### Passage shown

· · · · · · ·

Ideas for improvement:
- Change hashing method so that the 5000 most common tokens are unique and all others are zero
- Change random_tweets to be more random, and remove foreign languages, etc.

In [15]:
%load_ext autoreload

In [97]:
%autoreload 2
import pandas as pd
import numpy as np
import twitter

from keras.preprocessing.sequence import pad_sequences
from keras.models import Sequential
from keras.layers import Dense
from keras.layers import LSTM
from keras.layers.embeddings import Embedding

In [55]:
#import tweet ids from hatespeech-master, filter for sexist tweets, and convert to a list
tweet_ids = pd.read_csv('hatespeech-master/NAACL_SRW_2016.csv', header=None)
tweet_ids = list(tweet_ids[tweet_ids[1] == 'sexism'][0])

tweets = twitter.get_statuses(tweet_ids)
tweet_text = [tweet['text'] for tweet in tweets]

In [56]:
#Now add a list of random tweets from random_tweets.csv
random_tweets = list(pd.read_csv('random_tweets.csv', header=None)[1])

#Create a list of markers for sexist tweets:
#0 = not sexist; 1 = sexist
is_sexist = [0]*len(tweets) + [1]*len(random_tweets)

#Concatenate the sexist and random tweets
tweet_text += random_tweets

In [102]:
vocab_size = 10000
embedding_vector_length = 32

#Convert words to integer hashes
encoded_text = twitter.create_hash_indices(tweet_text, hashspace_size=vocab_size)
#Pad word sequences so they're all the same length
encoded_text = pad_sequences(encoded_text, padding='post')

max_tweet_length = max([len(tw) for tw in encoded_text])

In [103]:
#Split data into training and validation sets

np.random.seed(152)

#Use 25% of values as validation
n = len(encoded_text)
validation_indices = np.random.choice(n, size=(n // 4), replace=False)
training_indices = np.setdiff1d(np.arange(n), validation_indices)

X_train = np.array([encoded_text[i] for i in training_indices])
y_train = np.array([is_sexist[i] for i in training_indices])
X_test = np.array([encoded_text[i] for i in validation_indices])
y_test = np.array([is_sexist[i] for i in validation_indices])

In [107]:
model = Sequential()
model.add(Embedding(vocab_size, embedding_vector_length, input_length=max_tweet_length))
model.add(LSTM(100))
model.add(Dense(1, activation='sigmoid'))
model.compile(loss='binary_crossentropy', optimizer='adam', metrics=['accuracy'])

model.fit(X_train, y_train, validation_data=(X_test, y_test), epochs=2, batch_size=64)

Train on 9544 samples, validate on 3181 samples
Epoch 1/2
Epoch 2/2


<keras.callbacks.History at 0x2c186587fd0>

In [105]:
model.evaluate(X_test, y_test, verbose=0)

[0.5424987262279423, 0.7673687520210041]

In [108]:
#Save trained model
model.save('model.h5')

In [95]:
def predict(text):
    if type(text) is str:
        text = [text]
    encoded = twitter.create_hash_indices(text, vocab_size)
    encoded = pad_sequences(encoded, maxlen=max_tweet_length, padding='post')
    return model.predict_classes(encoded)

· · · · · · ·

### Data to process

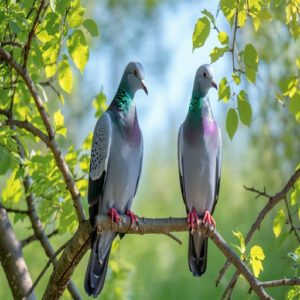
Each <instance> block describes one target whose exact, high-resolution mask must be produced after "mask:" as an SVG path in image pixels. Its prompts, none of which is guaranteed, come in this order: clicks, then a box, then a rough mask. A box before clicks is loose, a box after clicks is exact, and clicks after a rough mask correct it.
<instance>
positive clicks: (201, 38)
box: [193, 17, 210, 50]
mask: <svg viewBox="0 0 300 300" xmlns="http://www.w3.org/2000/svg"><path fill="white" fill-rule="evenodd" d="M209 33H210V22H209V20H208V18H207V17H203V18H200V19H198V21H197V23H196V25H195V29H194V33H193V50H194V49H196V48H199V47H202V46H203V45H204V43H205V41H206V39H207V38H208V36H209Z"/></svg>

· · · · · · ·

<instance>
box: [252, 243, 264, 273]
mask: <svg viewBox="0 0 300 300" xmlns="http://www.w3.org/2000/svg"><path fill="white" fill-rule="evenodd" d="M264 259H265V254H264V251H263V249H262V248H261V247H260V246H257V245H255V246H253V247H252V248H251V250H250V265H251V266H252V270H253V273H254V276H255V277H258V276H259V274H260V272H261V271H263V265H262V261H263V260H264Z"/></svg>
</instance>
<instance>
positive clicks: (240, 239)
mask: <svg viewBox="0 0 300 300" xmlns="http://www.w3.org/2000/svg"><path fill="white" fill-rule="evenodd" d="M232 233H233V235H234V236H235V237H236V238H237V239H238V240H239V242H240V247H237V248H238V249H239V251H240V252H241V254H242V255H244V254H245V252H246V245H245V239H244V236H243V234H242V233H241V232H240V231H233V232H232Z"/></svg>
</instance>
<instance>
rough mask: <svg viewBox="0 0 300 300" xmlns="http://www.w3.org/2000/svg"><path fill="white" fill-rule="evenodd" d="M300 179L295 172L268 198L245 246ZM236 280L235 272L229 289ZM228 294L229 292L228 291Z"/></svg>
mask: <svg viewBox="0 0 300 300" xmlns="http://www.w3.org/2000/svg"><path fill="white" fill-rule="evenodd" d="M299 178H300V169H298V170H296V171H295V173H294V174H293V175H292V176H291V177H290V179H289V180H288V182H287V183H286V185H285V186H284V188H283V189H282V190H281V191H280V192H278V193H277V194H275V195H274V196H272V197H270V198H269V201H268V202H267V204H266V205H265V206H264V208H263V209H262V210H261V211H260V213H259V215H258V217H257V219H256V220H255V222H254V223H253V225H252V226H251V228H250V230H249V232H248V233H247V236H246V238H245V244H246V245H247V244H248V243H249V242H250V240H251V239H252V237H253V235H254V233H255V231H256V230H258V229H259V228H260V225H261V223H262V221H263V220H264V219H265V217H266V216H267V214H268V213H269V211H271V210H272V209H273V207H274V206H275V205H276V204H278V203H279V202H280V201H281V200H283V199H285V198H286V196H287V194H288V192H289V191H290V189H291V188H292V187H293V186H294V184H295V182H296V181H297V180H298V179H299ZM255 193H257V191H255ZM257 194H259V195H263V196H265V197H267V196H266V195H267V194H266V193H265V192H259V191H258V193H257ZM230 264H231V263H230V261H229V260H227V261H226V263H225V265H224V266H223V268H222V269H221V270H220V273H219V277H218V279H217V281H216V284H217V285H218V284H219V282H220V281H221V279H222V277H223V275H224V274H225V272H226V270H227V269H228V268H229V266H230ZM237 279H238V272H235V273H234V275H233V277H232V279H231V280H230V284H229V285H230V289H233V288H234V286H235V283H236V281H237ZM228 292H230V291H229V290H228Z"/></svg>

· · · · · · ·

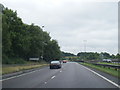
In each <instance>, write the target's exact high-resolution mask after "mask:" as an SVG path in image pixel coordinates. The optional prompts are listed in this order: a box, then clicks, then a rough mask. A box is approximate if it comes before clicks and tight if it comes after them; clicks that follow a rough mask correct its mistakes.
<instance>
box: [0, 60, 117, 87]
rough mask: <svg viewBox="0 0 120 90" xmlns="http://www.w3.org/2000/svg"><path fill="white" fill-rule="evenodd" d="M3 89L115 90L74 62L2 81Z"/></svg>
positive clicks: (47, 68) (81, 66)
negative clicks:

· · · · · · ·

### Request 1
In the notebook on detecting sexist tweets, what percentage of the data is set aside for validation?
### Request 2
From the records, copy out the lines that start at the line containing "In each <instance>, write" and end with the line containing "box: [0, 60, 117, 87]".

### Answer section 1
25% of the data is used for validation.

### Answer section 2
In each <instance>, write the target's exact high-resolution mask after "mask:" as an SVG path in image pixel coordinates. The optional prompts are listed in this order: a box, then clicks, then a rough mask. A box is approximate if it comes before clicks and tight if it comes after them; clicks that follow a rough mask correct its mistakes.
<instance>
box: [0, 60, 117, 87]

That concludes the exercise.